■ Exercise directions: Retype each entry below exactly as it stands.

━━━━━ Given records

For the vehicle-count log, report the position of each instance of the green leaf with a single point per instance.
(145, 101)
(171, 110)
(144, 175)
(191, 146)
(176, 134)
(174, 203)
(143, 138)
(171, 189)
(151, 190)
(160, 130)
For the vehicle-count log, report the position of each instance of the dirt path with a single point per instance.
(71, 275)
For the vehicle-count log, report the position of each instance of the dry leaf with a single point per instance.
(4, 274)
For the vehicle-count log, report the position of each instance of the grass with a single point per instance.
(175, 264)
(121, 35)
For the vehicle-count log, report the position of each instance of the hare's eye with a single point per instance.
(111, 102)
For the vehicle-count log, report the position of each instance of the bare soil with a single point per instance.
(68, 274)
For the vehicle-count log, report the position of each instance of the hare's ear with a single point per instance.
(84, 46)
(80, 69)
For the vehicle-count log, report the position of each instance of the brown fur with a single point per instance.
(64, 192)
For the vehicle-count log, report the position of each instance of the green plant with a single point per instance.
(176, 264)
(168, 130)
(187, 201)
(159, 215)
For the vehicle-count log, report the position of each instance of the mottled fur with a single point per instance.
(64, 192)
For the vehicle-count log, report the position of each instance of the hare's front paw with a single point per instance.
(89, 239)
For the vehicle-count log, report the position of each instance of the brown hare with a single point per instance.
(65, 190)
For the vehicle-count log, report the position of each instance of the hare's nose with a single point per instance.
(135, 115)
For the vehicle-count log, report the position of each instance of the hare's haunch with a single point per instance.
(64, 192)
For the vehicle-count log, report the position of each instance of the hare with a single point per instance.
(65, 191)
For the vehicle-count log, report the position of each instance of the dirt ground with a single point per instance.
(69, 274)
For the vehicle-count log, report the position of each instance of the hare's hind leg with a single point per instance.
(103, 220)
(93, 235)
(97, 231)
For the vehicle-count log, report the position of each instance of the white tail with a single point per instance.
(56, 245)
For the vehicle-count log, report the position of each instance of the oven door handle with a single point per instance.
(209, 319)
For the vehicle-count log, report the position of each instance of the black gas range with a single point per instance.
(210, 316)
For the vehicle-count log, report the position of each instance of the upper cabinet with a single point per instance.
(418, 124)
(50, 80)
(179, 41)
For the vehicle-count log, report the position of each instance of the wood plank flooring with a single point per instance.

━━━━━━━━━━

■ Expected output:
For the vehicle-count log, report the position of each instance of the green leaf with a single point per instance.
(145, 101)
(171, 110)
(144, 175)
(191, 146)
(176, 134)
(174, 203)
(143, 138)
(171, 189)
(151, 190)
(160, 130)
For the vehicle-count log, report the position of each instance of the dirt path with a single point per instance.
(71, 275)
For the vehicle-count log, report the position of each instance of the dry leaf with a single point per instance.
(4, 274)
For the vehicle-count log, report the position of each instance of the grass with a single point per instance.
(175, 264)
(121, 35)
For the vehicle-count log, report the position of each instance of the hare's eye with a single point per instance.
(111, 102)
For the vehicle-count log, report the position of each instance of the bare soil with a single point per instance.
(68, 274)
For the vehicle-count log, report the position of each instance of the hare's ear with a single point per instance.
(84, 46)
(80, 69)
For the vehicle-count log, report the position of each instance of the brown fur with a single point per instance.
(64, 192)
For the vehicle-count log, report the position of each instance of the green plant with a single point per instance.
(176, 264)
(168, 130)
(187, 201)
(159, 215)
For the vehicle-count log, report the position of each instance of the mottled fur with a single point per instance.
(64, 192)
For the vehicle-count log, report the position of each instance of the hare's front paw with a single point per instance.
(89, 239)
For the vehicle-count log, report the position of each instance of the brown hare with a single point per instance.
(65, 190)
For the vehicle-count log, report the position of each instance of the hare's nose with a single point per instance.
(135, 115)
For the vehicle-count log, report the position of each instance of the hare's haunch with a single point per instance.
(64, 192)
For the vehicle-count log, report the position of each instance of the hare with a single point per instance.
(65, 191)
For the vehicle-count log, report the position of each instance of the dirt ground with a single point per instance.
(69, 274)
For the vehicle-count log, report the position of each instance of the hare's hind leg with a single point per instance.
(103, 220)
(93, 235)
(97, 231)
For the vehicle-count log, report the position of each instance of the white tail with a single point per instance.
(56, 245)
For the vehicle-count log, report the position of each instance of the oven door handle with a single point per instance.
(209, 319)
For the vehicle-count log, report the position of each instance of the black gas range with a single point per instance.
(210, 316)
For the vehicle-count log, report the position of each instance of the upper cabinet with a single point per instance.
(418, 124)
(50, 80)
(179, 41)
For the vehicle-count log, report the position of each instance of the wood plank flooring with a single point per instance.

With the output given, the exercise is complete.